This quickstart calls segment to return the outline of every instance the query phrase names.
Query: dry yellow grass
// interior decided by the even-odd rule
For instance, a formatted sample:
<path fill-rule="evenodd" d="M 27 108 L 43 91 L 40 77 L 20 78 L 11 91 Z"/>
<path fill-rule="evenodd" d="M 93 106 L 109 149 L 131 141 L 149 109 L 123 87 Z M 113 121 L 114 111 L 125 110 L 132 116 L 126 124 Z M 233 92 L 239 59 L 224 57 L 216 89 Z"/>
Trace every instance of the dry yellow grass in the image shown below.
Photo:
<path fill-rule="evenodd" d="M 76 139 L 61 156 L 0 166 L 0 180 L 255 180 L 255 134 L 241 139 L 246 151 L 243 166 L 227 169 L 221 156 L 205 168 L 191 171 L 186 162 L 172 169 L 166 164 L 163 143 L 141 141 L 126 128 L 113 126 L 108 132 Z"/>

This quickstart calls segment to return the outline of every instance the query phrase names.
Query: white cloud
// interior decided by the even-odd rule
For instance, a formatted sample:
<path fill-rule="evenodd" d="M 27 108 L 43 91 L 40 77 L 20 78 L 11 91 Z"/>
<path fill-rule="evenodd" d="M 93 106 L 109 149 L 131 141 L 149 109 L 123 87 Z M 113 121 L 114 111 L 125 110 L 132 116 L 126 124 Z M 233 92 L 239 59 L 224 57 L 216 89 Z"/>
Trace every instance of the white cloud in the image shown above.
...
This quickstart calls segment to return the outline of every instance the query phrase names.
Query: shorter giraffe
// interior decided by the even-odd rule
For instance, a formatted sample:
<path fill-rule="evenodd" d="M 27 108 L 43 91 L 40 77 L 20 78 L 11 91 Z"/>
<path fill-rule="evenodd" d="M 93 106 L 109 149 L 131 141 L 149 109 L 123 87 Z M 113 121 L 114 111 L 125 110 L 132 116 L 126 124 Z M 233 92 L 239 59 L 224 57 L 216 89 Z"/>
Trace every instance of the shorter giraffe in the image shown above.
==
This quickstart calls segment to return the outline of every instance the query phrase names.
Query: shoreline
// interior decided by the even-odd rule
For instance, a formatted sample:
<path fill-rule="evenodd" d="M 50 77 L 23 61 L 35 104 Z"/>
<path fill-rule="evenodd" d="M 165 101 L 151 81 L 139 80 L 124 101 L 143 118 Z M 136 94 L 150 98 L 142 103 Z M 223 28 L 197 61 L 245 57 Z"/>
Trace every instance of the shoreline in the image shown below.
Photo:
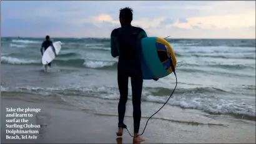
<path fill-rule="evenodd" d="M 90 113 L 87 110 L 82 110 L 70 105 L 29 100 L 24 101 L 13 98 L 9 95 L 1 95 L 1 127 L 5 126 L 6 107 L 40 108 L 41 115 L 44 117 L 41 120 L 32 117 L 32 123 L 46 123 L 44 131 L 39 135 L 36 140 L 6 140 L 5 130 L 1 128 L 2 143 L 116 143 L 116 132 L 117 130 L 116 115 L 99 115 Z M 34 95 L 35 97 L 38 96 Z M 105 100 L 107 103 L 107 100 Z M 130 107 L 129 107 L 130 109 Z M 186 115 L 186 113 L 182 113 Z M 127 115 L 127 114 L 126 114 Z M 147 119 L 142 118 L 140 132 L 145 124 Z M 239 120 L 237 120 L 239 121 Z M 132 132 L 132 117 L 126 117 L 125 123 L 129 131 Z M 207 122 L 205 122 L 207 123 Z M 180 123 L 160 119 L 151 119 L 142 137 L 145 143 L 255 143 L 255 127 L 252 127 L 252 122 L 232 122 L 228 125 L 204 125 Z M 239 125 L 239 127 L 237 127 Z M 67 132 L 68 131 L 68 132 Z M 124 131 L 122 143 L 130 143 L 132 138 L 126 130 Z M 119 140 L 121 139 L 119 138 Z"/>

[WRITTEN TASK] Count the lines in the listing that contain the string "shown", matching case exactly. Reply with the number only.

[ANSWER IN FULL] 4